НАБОР ЗАДАНИЙ
1 – Измените часть текста о власти императора, начиная со слов «Безответственность монарха как» и заканчивая словами «его совершению [7].»: приведите этот отрывок полностью, заменив «монарха» на «государя».
2 – Напишите продолжение текста о власти императора, которое начинается сразу после его последнего предложения.

ФРАГМЕНТ СТРАНИЦЫ
..............................

Безответственность императора распространялась исключительно на уголовные дела. Что же касается гражданских дел, то иски могли быть предъявлены не ему лично, а какому-либо учреждению министерства императорского двора, что законодательно допускалось и раньше.
Безответственность монарха как главы государства получила широкое распространение и конституционное закрепление в других странах. Но в Российской империи она дополнялась безответственностью чиновников, если они действовали согласно воле императора. Данное положение перекочевало из XIX в. и наносило серьезный ущерб законности в стране.
В своем втором аспекте неприкосновенность «Особы Государя Императора» достаточно полно раскрывалась в уголовном законодательстве. Усиленная уголовная защита распространялась не только на государя, но и на его семью. Частично введенное в действие Уголовное уложение 1903 г. в ст. 99-107 раскрывало содержание понятия неприкосновенности монарха, перечисляло составы преступления и устанавливало меру ответственности - смертную казнь. Она предусматривалась не только за оконченное преступление, но и за покушение или приготовление к его совершению [7].
В Основных государственных законах из определения существа власти императора исчезает указание на ее неограниченность: «Императору всероссийскому принадлежит Верховная Самодержавная Власть. Повиновать-
ся власти Его, не только за страх, но и за совесть, Сам Бог повелевает» (ст. 4). При этом в ст. 222 «Учреждения о Императорской Фамилии» употребляется следующая формулировка: «Царствующий Император, яко неограниченный Самодержец, во всяком противном случае имеет власть отрешать неповинующегося от назначенных в сем законе прав и поступать с ним яко преслушным воле Монаршей». Здесь надо иметь в виду, что данная статья содержится в шестой главе «Учреждения о Императорской Фамилии», которая называется «О обязанностях членов Императорского дома к Императору» и, следовательно, относится к членам императорской фамилии, а не ко всему населению страны. Таким образом, Основные государственные законы в редакции 1906 г. проводят четкую грань между общегосударственной и фамильно-династической властью императора [21, с. 148-149]. Тем не менее все же следует признать сохранение упоминания о неограниченности власти императора нежелательным. Фактически уже Манифест от 17 октября 1905 г. [6] заключал в себе добровольный акт отречения монарха от своих неограниченных прав.

..............................

СПИСОК ЗАПИСЕЙ
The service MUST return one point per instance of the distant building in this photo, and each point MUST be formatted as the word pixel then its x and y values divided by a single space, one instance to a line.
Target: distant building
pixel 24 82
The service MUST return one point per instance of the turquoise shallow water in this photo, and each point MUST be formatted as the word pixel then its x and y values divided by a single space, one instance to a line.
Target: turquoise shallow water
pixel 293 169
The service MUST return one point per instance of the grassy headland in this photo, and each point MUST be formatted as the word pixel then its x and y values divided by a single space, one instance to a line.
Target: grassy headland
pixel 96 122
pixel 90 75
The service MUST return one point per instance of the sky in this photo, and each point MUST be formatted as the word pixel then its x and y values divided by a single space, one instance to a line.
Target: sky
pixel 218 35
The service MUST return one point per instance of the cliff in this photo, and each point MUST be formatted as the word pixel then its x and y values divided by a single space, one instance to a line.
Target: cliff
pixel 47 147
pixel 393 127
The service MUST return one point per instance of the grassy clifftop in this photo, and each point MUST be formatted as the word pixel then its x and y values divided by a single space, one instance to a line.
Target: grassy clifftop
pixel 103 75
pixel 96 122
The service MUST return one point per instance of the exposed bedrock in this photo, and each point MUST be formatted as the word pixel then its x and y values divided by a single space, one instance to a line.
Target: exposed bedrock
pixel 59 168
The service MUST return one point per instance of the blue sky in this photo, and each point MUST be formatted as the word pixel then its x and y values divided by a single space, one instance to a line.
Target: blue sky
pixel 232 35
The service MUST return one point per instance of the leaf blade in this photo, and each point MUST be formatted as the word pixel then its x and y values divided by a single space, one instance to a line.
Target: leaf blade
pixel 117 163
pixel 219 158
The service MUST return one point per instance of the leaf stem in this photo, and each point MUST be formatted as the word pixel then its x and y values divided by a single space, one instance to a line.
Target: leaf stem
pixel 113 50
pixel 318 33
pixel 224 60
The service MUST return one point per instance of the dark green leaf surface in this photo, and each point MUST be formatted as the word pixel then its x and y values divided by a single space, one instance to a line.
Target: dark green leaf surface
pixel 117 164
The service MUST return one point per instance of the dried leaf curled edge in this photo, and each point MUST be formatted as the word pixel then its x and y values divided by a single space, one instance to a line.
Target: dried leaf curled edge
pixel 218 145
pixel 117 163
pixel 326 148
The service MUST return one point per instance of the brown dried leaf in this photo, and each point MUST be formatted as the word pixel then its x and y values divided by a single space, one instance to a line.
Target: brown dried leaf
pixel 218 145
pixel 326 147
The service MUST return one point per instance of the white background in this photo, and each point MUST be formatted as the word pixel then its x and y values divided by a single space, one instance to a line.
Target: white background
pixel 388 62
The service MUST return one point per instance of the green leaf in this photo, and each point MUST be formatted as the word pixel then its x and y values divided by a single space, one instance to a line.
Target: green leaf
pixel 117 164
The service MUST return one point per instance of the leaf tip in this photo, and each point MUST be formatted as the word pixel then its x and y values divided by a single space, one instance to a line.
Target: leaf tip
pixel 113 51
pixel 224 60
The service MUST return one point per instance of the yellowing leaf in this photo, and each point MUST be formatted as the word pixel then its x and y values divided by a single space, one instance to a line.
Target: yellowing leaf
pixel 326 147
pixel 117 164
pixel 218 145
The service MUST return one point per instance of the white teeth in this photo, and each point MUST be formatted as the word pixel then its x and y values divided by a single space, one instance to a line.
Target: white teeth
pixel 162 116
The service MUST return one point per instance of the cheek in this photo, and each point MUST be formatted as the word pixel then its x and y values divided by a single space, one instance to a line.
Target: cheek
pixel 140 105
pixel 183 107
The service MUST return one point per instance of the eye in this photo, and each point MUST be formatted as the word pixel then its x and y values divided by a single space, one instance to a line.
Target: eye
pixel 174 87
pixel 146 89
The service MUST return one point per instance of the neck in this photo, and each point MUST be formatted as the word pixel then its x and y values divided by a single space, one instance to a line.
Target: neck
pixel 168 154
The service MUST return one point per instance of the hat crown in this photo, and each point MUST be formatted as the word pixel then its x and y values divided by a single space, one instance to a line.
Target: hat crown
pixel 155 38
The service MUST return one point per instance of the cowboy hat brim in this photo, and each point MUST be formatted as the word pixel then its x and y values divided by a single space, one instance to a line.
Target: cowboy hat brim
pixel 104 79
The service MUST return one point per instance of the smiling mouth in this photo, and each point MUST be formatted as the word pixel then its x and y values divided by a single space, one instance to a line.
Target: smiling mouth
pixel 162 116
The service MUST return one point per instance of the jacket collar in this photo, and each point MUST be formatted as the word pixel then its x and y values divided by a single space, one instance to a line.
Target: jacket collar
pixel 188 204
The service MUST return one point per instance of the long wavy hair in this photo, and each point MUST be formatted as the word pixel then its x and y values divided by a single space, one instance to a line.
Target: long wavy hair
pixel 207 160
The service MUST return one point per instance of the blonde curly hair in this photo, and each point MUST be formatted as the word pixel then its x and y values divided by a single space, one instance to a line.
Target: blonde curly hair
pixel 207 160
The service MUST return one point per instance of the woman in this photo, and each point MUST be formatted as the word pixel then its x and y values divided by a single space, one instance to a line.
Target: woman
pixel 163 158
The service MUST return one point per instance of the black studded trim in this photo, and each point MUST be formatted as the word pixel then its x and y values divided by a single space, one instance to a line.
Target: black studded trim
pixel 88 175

..............................

СПИСОК ОТВЕТОВ
1 –
Безответственность государя как главы государства получила широкое распространение и конституционное закрепление в других странах. Но в Российской империи она дополнялась безответственностью чиновников, если они действовали согласно воле императора. Данное положение перекочевало из XIX в. и наносило серьезный ущерб законности в стране.
В своем втором аспекте неприкосновенность «Особы Государя Императора» достаточно полно раскрывалась в уголовном законодательстве. Усиленная уголовная защита распространялась не только на государя, но и на его семью. Частично введенное в действие Уголовное уложение 1903 г. в ст. 99-107 раскрывало содержание понятия неприкосновенности государя, перечисляло составы преступления и устанавливало меру ответственности - смертную казнь. Она предусматривалась не только за оконченное преступление, но и за покушение или приготовление к его совершению [7].

2 –
Сохраняется упоминание о власти императора как о власти «самодержавной». Это нашло отражение в именовании первой главы Основных государственных законов («О существе Верховной Самодержавной Власти»), а также в ст. 4 и 6 этих законов, в ст. 222 «Учреждения о Императорской Фамилии». Ситуация затруднена тем, что слово «самодержавный» в русском языке традиционно используется как синоним слова «неограниченный». Аналогично эти термины понимались и в Основных законах в старых редакциях. В ст. 1 Свода основных государственных законов 1892 г. сказано, что император есть «Монарх самодержавный и неограниченный». А в ст. 2 говорится, что «та же власть... самодержавная» принадлежит императрице, если престол унаследует «лицо женское». Из этого следует, как считали Н.М. Коркунов [19, с. 213] и Н.И. Лазаревский [22, с. 115], что с точки зрения закона этим двум терминам также придавалось одинаковое значение. необходимо заметить, что существовали и другие точки зрения по данному вопросу. например, А.С. Алексеев, А.Д. Градовский, Н.И. Пали-енко различали понятия «неограниченный» и «самодержавный» [10, с. 221-224], говоря, что именование власти императора «самодержавной» подчеркивает монархический суверени-
тет, верховенство его в государственном строе России, в то время как «неограниченная» означает абсолютный суверенитет [15, с. 235].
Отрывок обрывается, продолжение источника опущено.